━━━━━ PASSAGE SHOWN
# Diffusion media: shiny side/dull side?



## derekleffew (Aug 9, 2020)

Roscolux Cyc Diffusions and Silks (R120-R127) have one shiny side and one textured dull side. When used in cyc lights, which side goes toward the lamp? Does it matter?

"Students" only for one week, please.


----------



## TimMc (Aug 10, 2020)

Bonus point question - when used in cyc lights does the orientation of the texture matter? Defend your answer.


----------



## JonCarter (Aug 17, 2020)

Unbelievable! Where are those youngsters??


----------



## techieman33 (Aug 18, 2020)

JonCarter said:


> Unbelievable! Where are those youngsters??



I wonder how many students are still hanging around here with their schools theaters having been shut down for so long, and not much hope for them to open back up anytime soon.


----------



## JonCarter (Aug 18, 2020)

But even with their school theatres shut down, the _serious_ ones should still be thinking, reading, thinking, reading . . .
━━━━━━━━━━
EXERCISE TASKS:
• A. Summarize the forum thread on diffusion media in two sentences.
• B. List each username that posts in the forum thread on diffusion media, naming each one only once.
• C. Continue the forum thread on diffusion media with a further reply after its last post.
━━━━━ EXTRACTED INFORMATION
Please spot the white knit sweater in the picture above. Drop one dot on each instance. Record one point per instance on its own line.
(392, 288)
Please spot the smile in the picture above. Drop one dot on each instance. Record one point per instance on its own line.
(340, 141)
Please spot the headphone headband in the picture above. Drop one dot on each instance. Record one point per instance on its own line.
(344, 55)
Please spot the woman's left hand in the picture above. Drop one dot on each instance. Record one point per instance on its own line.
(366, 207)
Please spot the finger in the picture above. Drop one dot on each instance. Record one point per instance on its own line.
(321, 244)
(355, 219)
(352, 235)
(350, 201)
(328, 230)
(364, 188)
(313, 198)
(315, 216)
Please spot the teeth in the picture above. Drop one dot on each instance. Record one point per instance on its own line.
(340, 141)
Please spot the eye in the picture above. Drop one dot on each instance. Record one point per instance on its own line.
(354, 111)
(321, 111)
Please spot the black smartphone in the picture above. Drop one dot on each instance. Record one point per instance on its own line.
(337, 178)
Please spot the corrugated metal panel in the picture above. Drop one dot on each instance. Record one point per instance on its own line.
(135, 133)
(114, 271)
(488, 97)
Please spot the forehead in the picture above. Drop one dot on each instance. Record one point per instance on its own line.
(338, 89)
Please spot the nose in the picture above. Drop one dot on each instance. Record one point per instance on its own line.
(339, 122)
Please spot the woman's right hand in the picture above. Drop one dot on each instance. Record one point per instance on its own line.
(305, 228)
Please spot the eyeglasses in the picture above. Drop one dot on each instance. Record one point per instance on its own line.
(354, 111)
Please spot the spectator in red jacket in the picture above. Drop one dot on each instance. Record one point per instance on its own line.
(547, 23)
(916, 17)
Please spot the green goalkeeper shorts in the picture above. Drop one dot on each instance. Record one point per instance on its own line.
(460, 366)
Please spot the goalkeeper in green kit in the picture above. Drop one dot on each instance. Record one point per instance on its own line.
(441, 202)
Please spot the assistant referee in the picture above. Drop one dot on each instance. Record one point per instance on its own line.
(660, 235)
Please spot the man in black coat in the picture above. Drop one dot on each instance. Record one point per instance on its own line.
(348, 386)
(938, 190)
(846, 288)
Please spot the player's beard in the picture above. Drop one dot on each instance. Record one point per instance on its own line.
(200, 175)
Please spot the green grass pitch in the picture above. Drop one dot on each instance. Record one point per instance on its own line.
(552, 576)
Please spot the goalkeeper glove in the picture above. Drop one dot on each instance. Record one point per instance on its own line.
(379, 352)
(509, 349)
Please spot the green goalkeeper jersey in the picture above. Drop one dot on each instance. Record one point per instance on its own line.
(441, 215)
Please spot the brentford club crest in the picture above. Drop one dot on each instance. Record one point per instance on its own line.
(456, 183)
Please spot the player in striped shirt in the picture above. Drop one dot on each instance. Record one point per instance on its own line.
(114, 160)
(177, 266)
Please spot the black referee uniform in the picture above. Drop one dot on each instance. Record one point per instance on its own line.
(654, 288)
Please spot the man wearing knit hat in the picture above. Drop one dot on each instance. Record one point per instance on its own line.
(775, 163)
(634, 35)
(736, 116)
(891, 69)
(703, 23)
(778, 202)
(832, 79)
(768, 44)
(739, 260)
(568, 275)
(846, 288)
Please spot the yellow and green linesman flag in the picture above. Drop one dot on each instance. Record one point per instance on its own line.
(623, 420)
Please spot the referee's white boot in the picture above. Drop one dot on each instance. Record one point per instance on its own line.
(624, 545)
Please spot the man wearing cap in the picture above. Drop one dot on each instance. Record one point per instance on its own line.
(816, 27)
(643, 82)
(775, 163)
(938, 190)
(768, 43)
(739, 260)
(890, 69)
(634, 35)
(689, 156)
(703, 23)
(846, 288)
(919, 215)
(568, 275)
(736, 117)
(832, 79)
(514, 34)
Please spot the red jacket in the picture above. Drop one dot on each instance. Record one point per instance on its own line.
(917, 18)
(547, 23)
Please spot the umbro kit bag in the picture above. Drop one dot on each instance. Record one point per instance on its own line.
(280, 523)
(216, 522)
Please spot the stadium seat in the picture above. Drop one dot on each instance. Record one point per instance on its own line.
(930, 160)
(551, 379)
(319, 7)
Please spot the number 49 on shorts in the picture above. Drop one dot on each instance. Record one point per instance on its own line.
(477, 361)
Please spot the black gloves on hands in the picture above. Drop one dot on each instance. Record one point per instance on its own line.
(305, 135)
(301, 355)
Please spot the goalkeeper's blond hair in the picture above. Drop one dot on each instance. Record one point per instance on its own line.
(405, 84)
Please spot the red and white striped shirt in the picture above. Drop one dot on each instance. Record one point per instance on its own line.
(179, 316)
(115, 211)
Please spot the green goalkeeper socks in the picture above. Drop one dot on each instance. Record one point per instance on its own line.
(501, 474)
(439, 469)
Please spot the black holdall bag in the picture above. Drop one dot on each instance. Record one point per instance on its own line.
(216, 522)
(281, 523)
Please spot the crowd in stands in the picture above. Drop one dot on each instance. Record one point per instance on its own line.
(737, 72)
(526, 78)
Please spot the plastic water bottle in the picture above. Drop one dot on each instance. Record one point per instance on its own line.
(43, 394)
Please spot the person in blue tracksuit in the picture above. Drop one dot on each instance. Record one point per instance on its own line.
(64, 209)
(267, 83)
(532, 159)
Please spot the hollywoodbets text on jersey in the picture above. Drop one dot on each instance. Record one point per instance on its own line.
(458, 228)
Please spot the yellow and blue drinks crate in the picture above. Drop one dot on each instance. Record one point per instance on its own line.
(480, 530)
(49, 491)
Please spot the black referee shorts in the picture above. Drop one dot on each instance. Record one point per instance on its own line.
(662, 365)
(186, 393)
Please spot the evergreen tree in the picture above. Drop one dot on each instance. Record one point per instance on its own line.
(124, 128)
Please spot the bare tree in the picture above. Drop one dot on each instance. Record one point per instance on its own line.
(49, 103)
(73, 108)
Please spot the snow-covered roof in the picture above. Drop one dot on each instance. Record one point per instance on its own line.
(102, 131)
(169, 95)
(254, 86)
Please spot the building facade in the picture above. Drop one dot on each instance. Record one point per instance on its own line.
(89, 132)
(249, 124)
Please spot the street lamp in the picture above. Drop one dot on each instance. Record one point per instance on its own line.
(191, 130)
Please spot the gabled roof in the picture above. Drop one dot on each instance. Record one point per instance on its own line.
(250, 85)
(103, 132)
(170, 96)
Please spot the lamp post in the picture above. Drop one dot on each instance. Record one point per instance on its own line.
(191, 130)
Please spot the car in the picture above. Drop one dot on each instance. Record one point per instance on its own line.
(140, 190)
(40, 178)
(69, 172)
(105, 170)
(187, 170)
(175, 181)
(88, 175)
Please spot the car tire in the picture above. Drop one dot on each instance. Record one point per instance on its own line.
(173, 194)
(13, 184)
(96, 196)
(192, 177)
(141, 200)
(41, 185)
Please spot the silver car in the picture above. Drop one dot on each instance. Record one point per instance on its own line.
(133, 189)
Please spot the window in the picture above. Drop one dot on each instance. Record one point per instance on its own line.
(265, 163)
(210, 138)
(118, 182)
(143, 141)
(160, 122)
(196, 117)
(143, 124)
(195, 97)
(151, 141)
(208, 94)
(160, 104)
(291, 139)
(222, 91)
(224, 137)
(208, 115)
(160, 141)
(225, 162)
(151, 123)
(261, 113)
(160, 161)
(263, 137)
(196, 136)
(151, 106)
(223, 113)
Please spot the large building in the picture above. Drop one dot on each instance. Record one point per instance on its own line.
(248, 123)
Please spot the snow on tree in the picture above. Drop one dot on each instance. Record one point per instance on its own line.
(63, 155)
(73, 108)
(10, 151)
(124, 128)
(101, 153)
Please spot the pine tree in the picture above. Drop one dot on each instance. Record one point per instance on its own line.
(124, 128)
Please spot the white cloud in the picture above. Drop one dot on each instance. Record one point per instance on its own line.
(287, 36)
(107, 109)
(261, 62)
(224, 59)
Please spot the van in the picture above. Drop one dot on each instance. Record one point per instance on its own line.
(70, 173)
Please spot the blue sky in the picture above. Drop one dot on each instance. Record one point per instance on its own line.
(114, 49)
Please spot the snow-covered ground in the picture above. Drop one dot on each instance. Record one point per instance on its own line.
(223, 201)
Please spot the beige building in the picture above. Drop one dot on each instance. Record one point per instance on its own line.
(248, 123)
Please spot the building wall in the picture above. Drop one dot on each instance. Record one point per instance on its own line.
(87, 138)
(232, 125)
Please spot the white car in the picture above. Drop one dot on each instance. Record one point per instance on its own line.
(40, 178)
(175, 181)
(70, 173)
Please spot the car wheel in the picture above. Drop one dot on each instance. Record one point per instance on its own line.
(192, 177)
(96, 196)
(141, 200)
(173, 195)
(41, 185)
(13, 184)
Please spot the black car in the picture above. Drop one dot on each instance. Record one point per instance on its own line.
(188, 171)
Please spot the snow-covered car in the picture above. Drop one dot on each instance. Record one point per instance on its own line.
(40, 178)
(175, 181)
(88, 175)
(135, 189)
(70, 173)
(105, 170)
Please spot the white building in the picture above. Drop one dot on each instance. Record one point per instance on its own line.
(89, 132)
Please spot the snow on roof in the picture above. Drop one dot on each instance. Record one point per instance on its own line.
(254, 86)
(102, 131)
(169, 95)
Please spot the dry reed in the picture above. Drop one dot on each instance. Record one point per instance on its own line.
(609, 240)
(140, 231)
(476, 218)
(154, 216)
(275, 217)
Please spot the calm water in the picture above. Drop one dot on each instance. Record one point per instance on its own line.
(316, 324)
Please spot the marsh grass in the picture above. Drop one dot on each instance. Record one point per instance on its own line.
━━━━━━━━━━
TASK-BY-TASK ANSWERS:
• A. A poster notes that Roscolux Cyc Diffusions and Silks (R120-R127) have one shiny side and one textured dull side, asks which side should face the lamp in cyc lights and whether it matters, and asks that only students reply for one week. Another poster adds a bonus question on whether the orientation of the texture matters, and later replies wonder where the students are, with one suggesting few may still be around while school theaters stay shut and another saying serious students should still be thinking and reading.

• B. derekleffew, TimMc, JonCarter, techieman33

• C.
----------



## josh88 (Aug 19, 2020)

TimMc said:


> Bonus point question - when used in cyc lights does the orientation of the texture matter? Defend your answer.


Yes. Vertical lines/horizontal spread, horizontal lines/vertical spread, lines at 45 degrees/what is wrong with you...


----------



## DarthScooby (Nov 29, 2022)

Does anyone have an answer to this question? I’ve been trying to find out as we are about to get replacement gels because all of ours are burned and I want to do this correctly.


----------



## JonCarter (Nov 30, 2022)

Direction of spread is as Josh sez. As to toward or away from the light source, we always put the textured side away from the heat on the thinking that the texture is probably rolled into the (soft) plastic during manufacture and keeping it away from heat and in free air would keep it cooler and less likely to deform.


----------



## derekleffew (Dec 1, 2022)

Thank you Jon, I couldn't have said it better myself. So we have the definitive answer of the week only 2 1/2 years later.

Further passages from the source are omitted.